■ Work instructions:
Rewrite the listing with "pin" changed to "marker" throughout, keeping everything else the same. Leave the pictures out.

■ Supplied records:
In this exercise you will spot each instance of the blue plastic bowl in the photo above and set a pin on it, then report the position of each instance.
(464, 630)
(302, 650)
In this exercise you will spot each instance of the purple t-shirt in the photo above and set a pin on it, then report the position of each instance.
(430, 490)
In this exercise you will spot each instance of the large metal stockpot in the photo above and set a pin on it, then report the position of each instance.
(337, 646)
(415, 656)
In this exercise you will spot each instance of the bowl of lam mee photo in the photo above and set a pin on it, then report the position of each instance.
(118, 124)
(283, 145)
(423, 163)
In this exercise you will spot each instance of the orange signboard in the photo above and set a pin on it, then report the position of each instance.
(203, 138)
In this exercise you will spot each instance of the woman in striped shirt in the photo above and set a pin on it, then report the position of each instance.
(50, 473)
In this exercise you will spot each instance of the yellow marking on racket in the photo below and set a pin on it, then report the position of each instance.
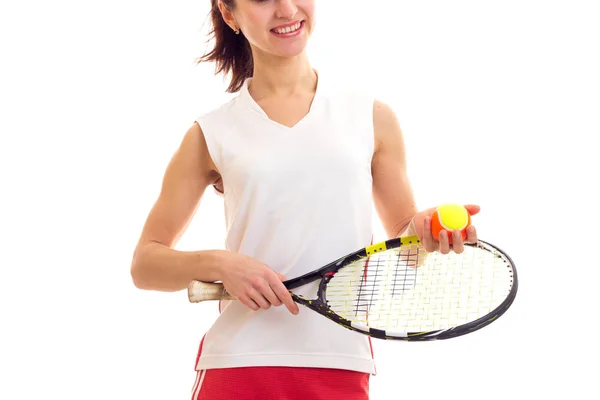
(407, 240)
(374, 248)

■ Solution to this problem:
In this exercise you will spot each instance of the blue plastic bowl in the photo above and set a marker on it, then report the position of each instance.
(464, 630)
(302, 650)
In this exercise you will spot each instance of the purple t-shirt in the photo above and set a marker on it, then report the position of each instance.
(430, 490)
In this exercise you will spot each instance of the large metal stockpot in the photo above and set a marker on it, then report the position of each instance.
(337, 646)
(415, 656)
In this exercise you will spot each instance of the bowl of lam mee photo in the photo above and set a marker on it, then report the position of each instance.
(118, 124)
(283, 145)
(423, 163)
In this exercise you will spot each instance of the orange signboard in the photo above and set a marker on it, then report the position of each instance.
(203, 138)
In this exercise you will spot each instance of the woman in striped shirt in the photo above and set a marker on it, then report the position of each instance.
(50, 473)
In this exercise you will spot each instance of the yellow marking on racket in the photo below and set a marker on it, then report the position of each instance.
(407, 240)
(374, 248)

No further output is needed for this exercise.